• WHAT IS ASKED
Please format the lines as a Markdown table with the columns Row and Line text, numbering each row. Begin with the first line and stop after the one that contains "left=0, top=0, right=450, bottom=299", leaving out blank lines and pictures.
::::::
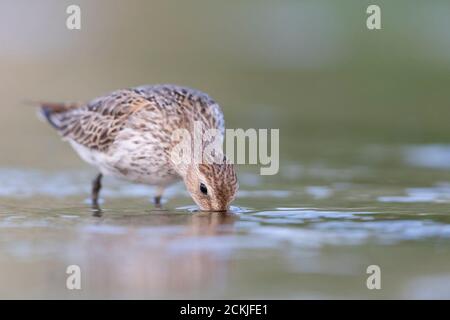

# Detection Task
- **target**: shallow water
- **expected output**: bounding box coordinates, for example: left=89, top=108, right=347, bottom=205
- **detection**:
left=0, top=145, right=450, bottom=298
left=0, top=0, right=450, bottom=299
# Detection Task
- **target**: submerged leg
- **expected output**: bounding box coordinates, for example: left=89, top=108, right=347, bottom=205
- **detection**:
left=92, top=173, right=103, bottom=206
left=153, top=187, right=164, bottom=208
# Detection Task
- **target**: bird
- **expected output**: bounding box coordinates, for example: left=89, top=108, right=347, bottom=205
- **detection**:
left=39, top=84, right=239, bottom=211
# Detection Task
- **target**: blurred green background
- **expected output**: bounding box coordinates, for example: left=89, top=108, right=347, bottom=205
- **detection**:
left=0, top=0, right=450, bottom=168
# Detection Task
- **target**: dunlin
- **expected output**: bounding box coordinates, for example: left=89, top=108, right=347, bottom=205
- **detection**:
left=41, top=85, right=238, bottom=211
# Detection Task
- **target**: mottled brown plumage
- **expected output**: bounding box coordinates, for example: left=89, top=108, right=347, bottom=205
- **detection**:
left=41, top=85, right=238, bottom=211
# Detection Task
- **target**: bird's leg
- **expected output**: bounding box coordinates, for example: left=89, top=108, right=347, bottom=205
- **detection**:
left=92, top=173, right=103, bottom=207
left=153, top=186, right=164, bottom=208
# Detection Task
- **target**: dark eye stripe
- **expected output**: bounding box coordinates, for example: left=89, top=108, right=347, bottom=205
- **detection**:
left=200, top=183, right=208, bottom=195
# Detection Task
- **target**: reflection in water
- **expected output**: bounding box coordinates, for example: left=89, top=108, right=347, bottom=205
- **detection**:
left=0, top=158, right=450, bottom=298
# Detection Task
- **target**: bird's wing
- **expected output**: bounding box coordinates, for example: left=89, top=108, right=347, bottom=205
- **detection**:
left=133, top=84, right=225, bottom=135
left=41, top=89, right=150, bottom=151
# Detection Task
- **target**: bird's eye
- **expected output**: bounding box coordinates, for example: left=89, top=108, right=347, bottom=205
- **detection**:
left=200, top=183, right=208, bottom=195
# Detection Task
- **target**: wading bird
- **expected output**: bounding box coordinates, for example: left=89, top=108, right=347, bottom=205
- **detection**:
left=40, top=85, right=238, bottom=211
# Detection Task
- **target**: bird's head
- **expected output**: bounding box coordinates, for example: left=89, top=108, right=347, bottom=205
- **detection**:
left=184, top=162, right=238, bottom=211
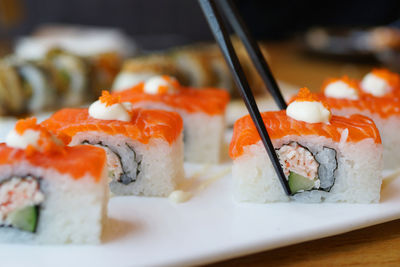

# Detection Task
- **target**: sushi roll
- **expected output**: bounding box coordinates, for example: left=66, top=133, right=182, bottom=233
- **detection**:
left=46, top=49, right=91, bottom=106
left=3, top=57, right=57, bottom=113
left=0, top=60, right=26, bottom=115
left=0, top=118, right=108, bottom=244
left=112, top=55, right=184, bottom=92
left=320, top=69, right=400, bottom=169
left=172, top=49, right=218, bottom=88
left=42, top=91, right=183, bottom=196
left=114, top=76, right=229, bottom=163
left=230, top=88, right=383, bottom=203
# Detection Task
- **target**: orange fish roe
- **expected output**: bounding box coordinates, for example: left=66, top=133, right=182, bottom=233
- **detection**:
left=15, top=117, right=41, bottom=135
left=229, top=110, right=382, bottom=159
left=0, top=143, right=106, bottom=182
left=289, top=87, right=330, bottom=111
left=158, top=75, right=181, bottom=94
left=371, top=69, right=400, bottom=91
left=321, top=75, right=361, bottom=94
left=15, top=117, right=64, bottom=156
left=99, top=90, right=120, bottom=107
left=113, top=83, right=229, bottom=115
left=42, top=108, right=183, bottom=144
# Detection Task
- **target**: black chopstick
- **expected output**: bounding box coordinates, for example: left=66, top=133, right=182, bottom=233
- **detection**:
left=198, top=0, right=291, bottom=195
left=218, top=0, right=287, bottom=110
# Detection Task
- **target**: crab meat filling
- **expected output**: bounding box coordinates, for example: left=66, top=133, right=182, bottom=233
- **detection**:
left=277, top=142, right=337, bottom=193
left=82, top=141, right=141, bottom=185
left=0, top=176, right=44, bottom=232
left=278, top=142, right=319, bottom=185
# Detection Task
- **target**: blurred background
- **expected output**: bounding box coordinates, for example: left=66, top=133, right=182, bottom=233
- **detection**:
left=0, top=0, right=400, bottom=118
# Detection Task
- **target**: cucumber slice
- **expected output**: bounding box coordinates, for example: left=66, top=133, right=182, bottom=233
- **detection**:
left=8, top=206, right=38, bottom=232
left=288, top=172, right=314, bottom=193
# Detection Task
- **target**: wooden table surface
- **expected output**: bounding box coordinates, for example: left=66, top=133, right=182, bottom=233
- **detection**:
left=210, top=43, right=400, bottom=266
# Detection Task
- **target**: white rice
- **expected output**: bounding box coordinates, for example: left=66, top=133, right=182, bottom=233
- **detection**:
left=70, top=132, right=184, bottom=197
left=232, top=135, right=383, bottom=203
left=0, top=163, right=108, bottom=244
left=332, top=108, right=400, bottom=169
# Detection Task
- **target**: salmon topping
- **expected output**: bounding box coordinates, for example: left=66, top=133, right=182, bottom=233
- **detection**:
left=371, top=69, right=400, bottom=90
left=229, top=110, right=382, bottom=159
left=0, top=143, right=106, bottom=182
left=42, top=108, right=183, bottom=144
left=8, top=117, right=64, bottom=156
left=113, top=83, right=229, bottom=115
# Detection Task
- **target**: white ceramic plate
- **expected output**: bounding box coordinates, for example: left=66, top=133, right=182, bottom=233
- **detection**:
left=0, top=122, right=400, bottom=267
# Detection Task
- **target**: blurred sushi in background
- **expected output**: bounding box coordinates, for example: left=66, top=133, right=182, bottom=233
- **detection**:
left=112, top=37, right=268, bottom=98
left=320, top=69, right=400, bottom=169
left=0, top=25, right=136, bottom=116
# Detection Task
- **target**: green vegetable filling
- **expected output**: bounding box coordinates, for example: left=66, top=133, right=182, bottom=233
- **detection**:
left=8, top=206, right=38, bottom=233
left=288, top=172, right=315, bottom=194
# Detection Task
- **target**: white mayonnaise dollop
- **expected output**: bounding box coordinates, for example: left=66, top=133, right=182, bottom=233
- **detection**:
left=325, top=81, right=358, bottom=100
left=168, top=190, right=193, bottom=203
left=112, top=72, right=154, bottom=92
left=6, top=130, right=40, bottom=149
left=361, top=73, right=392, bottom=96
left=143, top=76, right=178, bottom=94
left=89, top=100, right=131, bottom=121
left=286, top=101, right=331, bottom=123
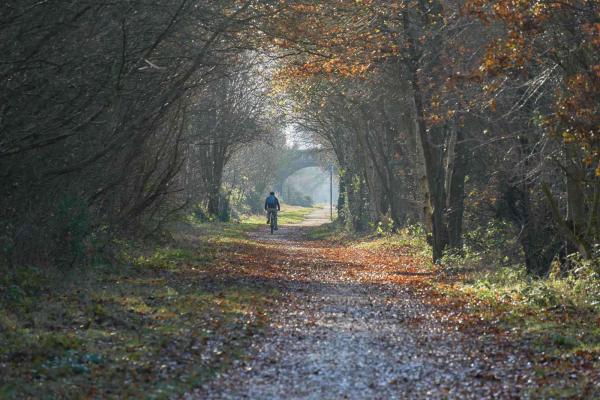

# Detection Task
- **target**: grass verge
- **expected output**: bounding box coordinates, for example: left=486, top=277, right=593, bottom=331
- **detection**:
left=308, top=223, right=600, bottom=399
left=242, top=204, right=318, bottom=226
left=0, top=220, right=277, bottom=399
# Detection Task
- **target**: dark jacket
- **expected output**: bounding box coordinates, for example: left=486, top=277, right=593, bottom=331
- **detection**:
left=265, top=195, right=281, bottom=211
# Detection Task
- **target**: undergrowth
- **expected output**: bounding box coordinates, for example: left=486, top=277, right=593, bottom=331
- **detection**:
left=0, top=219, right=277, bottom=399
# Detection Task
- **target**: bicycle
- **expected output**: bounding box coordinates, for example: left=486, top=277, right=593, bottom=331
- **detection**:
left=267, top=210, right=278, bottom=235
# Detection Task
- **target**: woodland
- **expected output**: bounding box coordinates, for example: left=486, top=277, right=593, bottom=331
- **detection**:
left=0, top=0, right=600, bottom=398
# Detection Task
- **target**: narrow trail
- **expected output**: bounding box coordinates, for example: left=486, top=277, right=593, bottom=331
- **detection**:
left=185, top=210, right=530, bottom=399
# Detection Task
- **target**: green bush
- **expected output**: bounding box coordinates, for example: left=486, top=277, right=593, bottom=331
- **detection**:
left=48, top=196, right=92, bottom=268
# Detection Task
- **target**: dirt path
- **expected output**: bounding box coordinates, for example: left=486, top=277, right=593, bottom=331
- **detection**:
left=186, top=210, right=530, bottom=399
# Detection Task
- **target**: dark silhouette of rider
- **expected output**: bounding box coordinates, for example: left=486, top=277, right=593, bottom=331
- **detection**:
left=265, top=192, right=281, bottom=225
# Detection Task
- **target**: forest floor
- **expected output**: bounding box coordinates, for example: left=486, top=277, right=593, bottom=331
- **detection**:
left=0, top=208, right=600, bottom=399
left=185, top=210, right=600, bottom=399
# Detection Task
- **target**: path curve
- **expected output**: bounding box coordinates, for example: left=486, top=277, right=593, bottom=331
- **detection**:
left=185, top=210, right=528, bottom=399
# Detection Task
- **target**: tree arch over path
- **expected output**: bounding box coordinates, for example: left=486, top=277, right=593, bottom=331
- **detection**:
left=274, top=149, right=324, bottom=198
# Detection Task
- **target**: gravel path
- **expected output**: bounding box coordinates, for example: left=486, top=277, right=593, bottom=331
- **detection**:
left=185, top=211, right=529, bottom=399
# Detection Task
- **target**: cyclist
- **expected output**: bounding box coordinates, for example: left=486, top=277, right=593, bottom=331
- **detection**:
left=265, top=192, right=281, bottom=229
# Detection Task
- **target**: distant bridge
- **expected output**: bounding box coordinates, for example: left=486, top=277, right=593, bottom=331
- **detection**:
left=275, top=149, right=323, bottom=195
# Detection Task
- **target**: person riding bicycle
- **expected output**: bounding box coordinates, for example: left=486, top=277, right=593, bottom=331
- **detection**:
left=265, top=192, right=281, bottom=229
::::::
• COMPLETE RESPONSE
| Row | Line text |
|---|---|
| 1 | # Detection Task |
| 2 | - **target**: shallow water |
| 3 | - **expected output**: bounding box coordinates, for example: left=89, top=108, right=347, bottom=205 |
| 4 | - **detection**: |
| 5 | left=0, top=145, right=450, bottom=298 |
| 6 | left=0, top=0, right=450, bottom=299 |